(Saved data)
----------------------------------------
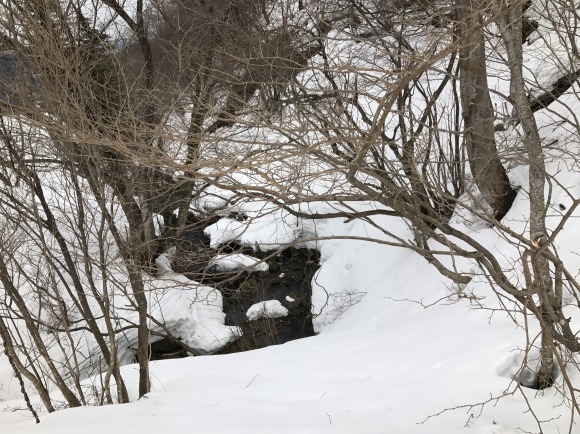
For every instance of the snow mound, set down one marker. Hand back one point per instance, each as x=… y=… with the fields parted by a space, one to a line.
x=237 y=261
x=266 y=309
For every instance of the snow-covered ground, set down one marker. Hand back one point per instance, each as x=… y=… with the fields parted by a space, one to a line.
x=389 y=364
x=400 y=349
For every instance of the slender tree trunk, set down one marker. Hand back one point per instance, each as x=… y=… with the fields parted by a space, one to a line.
x=478 y=115
x=510 y=25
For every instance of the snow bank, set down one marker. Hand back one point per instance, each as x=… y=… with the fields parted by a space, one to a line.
x=266 y=309
x=237 y=261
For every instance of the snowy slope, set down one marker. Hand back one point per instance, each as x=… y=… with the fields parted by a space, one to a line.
x=399 y=350
x=384 y=367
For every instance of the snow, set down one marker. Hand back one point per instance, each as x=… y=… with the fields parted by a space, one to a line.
x=266 y=309
x=400 y=349
x=237 y=261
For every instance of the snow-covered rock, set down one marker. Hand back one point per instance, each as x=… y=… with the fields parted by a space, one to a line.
x=266 y=309
x=237 y=261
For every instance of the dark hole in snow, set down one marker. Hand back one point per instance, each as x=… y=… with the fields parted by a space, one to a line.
x=166 y=349
x=287 y=280
x=527 y=374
----------------------------------------
— Written request —
Write out again the stretch from the start of the lines above through the line containing "x=384 y=367", with both ends included. Leave the pictures out of your answer.

— Output for this task —
For every instance of the snow mound, set down one marker. Hand back one point per instance, each as x=… y=… with the fields parted by a space, one to a line.
x=237 y=261
x=266 y=309
For every instance of the snow-covered ground, set down one marker. Hand back one point per instance, each as x=… y=… with the fields parted by a space, one to a line.
x=389 y=364
x=400 y=349
For every instance of the slender tree trunk, set down one marker. Hand back one point per instance, each as x=… y=… with the fields parted by a space, one to a line.
x=478 y=115
x=510 y=25
For every instance of the snow bank, set down one marker. Hand back one point per instance, each as x=… y=… with the fields parted by a space, one to a line.
x=266 y=309
x=237 y=261
For every instance of the snowy slope, set down one marker. Hand back one point per instance, each as x=… y=… with the fields parted by a space, one to a line.
x=399 y=350
x=384 y=367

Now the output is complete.